» Supplied entries
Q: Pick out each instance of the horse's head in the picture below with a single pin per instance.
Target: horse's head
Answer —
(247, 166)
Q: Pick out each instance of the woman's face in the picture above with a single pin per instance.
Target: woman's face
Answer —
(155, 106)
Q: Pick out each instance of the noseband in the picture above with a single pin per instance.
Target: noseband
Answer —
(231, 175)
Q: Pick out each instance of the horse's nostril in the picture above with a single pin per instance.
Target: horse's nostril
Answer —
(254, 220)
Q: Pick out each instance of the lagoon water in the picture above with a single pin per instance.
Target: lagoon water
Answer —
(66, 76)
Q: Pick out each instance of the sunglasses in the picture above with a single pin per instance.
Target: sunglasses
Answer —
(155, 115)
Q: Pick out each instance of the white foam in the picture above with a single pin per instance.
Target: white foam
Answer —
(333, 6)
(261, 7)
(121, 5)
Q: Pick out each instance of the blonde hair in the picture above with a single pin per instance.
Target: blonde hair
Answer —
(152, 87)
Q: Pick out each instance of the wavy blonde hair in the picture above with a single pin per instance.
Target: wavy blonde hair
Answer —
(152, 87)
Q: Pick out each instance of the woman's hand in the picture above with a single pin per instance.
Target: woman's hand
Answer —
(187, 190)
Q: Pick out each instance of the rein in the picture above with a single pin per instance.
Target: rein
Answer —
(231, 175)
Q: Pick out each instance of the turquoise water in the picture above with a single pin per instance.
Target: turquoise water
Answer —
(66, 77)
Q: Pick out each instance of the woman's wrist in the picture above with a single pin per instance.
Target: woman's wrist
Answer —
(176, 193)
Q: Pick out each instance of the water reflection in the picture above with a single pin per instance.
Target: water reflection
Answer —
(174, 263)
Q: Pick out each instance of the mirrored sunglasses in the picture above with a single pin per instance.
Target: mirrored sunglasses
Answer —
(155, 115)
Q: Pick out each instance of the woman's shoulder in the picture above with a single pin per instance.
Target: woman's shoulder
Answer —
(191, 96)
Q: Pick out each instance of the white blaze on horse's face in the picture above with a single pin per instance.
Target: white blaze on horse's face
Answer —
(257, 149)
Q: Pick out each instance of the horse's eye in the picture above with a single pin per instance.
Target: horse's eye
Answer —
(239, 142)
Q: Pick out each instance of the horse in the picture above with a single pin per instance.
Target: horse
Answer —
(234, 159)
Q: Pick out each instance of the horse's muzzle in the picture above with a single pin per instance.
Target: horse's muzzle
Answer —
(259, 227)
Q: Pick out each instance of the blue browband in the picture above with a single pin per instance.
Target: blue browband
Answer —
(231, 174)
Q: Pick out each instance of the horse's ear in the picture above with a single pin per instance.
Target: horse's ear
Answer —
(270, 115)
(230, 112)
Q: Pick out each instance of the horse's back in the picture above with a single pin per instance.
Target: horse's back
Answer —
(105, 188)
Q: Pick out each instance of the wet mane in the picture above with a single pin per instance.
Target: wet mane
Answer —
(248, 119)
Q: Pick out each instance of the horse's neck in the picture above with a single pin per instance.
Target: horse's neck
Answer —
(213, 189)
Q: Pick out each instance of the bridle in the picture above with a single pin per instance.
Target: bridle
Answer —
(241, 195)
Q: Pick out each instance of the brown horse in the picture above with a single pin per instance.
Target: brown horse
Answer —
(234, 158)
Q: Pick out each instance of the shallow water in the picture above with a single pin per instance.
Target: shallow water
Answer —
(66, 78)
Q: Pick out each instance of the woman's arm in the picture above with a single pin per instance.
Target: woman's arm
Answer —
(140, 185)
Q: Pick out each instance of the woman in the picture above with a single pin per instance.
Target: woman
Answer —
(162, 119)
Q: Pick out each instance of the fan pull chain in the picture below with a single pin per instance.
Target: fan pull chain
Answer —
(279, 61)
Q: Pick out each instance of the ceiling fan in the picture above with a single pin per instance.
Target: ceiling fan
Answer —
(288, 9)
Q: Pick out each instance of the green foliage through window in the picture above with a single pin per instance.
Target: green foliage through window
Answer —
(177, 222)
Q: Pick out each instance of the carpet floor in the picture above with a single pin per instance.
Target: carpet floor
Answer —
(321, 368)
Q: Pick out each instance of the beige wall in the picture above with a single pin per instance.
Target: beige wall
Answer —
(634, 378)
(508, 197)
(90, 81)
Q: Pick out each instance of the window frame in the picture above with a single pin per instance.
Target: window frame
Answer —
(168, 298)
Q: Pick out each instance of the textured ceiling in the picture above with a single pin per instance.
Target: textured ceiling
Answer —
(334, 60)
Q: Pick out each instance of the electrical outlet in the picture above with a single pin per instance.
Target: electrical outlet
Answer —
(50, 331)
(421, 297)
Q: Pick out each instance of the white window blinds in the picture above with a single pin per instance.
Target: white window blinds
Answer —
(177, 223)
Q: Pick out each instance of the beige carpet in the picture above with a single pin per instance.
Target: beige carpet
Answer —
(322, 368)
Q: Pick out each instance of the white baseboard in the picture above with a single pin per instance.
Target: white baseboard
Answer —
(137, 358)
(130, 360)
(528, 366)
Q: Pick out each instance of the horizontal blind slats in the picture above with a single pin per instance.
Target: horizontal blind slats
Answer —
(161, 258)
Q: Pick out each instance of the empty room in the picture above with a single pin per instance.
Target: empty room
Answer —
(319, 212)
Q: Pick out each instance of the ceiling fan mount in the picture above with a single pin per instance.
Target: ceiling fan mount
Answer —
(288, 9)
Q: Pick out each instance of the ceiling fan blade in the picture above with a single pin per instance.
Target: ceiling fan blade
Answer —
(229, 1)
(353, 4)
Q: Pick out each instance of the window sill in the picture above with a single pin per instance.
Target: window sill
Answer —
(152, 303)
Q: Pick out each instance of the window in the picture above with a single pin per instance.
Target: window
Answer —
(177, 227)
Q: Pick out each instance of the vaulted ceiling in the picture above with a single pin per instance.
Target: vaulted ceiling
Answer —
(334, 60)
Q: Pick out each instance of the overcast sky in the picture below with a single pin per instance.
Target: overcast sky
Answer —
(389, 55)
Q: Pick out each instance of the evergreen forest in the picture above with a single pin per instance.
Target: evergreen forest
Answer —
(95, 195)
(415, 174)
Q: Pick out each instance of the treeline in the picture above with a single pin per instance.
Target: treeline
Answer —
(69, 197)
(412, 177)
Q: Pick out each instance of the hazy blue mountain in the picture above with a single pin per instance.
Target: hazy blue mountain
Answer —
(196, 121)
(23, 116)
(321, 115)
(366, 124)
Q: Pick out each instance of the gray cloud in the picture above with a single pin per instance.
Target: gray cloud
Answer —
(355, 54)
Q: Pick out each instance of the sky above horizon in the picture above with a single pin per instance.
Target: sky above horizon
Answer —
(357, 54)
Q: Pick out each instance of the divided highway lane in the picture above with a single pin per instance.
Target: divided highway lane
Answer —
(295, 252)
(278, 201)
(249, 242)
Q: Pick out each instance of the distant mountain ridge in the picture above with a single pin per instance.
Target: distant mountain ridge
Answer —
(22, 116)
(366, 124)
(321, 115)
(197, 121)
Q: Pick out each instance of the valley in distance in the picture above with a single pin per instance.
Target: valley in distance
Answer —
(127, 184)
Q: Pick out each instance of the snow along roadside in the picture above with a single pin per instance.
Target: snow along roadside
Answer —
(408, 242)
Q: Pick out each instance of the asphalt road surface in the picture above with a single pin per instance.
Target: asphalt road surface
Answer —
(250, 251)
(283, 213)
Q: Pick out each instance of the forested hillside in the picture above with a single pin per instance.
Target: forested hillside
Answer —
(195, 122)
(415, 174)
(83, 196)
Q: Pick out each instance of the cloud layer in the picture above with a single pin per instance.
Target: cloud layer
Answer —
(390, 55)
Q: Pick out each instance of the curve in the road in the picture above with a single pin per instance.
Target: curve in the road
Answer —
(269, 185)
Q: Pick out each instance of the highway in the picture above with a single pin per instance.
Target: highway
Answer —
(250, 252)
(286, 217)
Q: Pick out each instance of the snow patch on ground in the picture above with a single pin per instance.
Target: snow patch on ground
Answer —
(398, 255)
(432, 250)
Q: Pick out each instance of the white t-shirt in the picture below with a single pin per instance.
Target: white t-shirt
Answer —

» Requirement
Repeat only the lines running from the line that contains "Q: Pick out each instance of the asphalt" through the last line above, inclusive.

» Output for this exercise
Q: Pick out each instance of the asphalt road surface in the picture above with a single pin per instance.
Target: asphalt road surface
Answer —
(250, 251)
(283, 213)
Q: Pick out each instance of the forested hillside in the picture above with a single pin per instance.
Target: forested hillside
Answer —
(195, 122)
(415, 174)
(83, 196)
Q: Pick out each instance of the cloud layer in the picture above with a single pin per instance.
Target: cloud layer
Answer —
(390, 55)
Q: Pick out each instance of the curve in the road in the picture above with a single pin per instance.
Target: curve in the road
Answer —
(269, 185)
Q: Pick out each instance of the highway in the picture above with a single pin per instance.
Target: highway
Answer —
(250, 252)
(286, 217)
Q: Pick out each instance of the snow patch on ground in the picture above with a single pin per instance.
Target: snow patch on ground
Answer —
(398, 255)
(432, 250)
Q: Pick out each instance of the white t-shirt in the picture below with a single pin per instance.
Target: white t-shirt
Answer —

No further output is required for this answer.